### WHAT IS EXPECTED
Decide whether each statement agrees with the Kent traffic camera news item. Answer yes or no for each one and quote the words from the text that decide it. 1. Phase one covers the city centres of Maidstone and Canterbury. 2. The tubular metal piles are driven about 10 metres into the ground. 3. The new cameras can blank out part of the picture.

### SELECTED EXTRACT
Apr. 16, 2010
News

CCTV Enables Efficient Traffic Flow through Kent

  • 'Torqueing-up' the fixing nuts once the column is in place and absolutely vertical'Torqueing-up' the fixing nuts once the column is in place and absolutely vertical
  • 'Torqueing-up' the fixing nuts once the column is in place and absolutely vertical
  • The 15 metre column ready to be lifted.
  • The column, nearly vertical, is manoeuvred into position.

After successfully installing the original Kent County Council Traffic Management Centre (TMC) in Maidstone in 2001 and many important subsequent Highways projects, it's not surprising that Secure Engineering was called in once again to deliver  a major new installation project. This project will help the notoriously heavy traffic flow more efficiently through busy town centres in Kent.


Work is underway by the Kent based CCTV specialist Secure Engineering to increase the number of traffic flow surveillance cameras in Kent.  The project will see upwards of 30 cameras installed in a countywide contract. Phase one includes Maidstone and Canterbury city centres and trunk road installations at key urban junctions around Kent.


Working closely with Kent County Council (KCC) Highways Department and local contractors, Secure Engineering is installing the latest technology to include; 15 metre camera columns, high-performance PTZ (Pan, Tilt, Zoom) cameras and roadside cabinets to house the power, DVR servers and modems. This brings the total number of traffic surveillance cameras in Maidstone town centre alone to 18. The information picked up from the live cameras across Kent is fed back to the KCC Traffic Management Centre in Miller House, Maidstone. The control centre uses the information to oversee and manage urban traffic flow. Commenting on the precise installation of the camera columns, Clifford Corne, Managing Director for Secure Engineering said, "This project involved a lot of preparation and planning of the fine details. By working closely with the other contractors we were able to complete phase one safely, on time and with minimal disruption to traffic."


He continues, "The advanced Ganz C Allview PTZ cameras being installed are ideal for traffic surveillance in urban locations because they can be programmed with privacy zones, which means that part of the picture can be blanked out, for example where there are private houses within view of the camera." Kent Highways determined preferred locations for the cameras with advice from Secure Engineering. Kent Highway's civil engineering contractor, Ringway, organised the piling and civils works in preparation for the column installation.

A new, approved system of fixing the camera columns was devised, a method now adopted by KCC for future installations.


"When working in urban locations, it is often not appropriate to excavate the large holes normally required to install the columns. There simply is not the space and it is necessary  to minimise disruption to traffic during the installation," added Tim Sampson, Project Manager for Secure Engineering. The new method involves driving tubular metal piles into the ground to a depth of 4½ metres. The column mounting assemblies fixed to the piles were specifically engineered to comply with Highways Agency approval, even down to precise tightening of the fixing nuts with a specifically designed torque wrench - procured by Secure Engineering for the job. As part of a separate tender, 10 VMS (Variable Message Sign) posts, were also installed using the same mounting method in Maidstone, by Secure Engineering.

### DATA LISTING
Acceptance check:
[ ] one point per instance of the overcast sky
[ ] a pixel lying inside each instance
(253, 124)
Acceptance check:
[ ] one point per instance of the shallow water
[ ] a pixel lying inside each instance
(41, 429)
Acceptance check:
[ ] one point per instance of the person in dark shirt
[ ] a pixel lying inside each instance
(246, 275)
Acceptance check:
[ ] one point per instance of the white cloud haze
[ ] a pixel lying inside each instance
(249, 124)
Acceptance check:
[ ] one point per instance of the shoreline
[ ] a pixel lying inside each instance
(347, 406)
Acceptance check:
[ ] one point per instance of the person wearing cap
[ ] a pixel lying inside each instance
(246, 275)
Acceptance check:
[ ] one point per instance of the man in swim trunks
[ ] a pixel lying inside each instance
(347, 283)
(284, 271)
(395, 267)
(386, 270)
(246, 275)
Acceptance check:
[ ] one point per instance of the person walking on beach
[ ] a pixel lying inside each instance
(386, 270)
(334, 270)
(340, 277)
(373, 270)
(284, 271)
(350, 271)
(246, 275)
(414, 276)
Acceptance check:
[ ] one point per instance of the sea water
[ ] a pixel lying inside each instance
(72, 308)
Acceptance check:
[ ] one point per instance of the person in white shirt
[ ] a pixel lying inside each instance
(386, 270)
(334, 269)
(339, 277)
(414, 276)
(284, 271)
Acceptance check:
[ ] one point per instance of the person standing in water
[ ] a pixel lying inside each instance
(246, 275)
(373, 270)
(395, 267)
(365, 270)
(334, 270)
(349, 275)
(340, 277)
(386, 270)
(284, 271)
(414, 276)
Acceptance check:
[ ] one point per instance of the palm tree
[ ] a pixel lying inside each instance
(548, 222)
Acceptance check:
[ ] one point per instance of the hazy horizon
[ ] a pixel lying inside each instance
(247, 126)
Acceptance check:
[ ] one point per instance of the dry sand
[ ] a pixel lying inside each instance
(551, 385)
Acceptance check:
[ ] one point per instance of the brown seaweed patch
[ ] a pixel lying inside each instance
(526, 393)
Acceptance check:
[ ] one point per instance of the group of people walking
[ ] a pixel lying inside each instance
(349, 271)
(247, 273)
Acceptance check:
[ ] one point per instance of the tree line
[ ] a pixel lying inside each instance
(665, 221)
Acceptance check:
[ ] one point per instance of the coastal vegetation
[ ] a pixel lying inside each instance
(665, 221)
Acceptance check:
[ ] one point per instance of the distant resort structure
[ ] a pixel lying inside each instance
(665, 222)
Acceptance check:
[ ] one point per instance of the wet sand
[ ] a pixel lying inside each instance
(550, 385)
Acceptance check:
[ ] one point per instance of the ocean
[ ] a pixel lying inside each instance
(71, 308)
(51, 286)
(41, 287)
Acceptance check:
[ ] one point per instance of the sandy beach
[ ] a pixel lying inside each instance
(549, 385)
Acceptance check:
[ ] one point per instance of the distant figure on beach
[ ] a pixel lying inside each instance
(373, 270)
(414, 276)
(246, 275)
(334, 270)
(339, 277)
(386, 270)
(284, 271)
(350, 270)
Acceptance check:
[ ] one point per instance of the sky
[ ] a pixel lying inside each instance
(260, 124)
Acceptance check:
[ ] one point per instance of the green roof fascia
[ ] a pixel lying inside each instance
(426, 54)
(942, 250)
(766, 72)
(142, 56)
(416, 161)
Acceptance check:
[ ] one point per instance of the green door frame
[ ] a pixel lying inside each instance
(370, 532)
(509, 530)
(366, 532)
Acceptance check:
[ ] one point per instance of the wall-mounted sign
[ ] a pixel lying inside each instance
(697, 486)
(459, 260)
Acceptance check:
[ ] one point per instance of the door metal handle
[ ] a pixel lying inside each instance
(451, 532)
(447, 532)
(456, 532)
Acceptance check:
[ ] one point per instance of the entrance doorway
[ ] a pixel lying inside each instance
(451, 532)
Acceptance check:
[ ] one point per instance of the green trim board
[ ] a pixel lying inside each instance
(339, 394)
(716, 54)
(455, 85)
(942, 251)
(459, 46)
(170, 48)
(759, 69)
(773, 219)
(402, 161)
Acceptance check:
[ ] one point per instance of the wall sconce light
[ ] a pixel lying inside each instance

### TASK ANSWER
1. Yes: "Phase one includes Maidstone and Canterbury city centres"
2. No: "driving tubular metal piles into the ground to a depth of 4½ metres"
3. Yes: "they can be programmed with privacy zones, which means that part of the picture can be blanked out"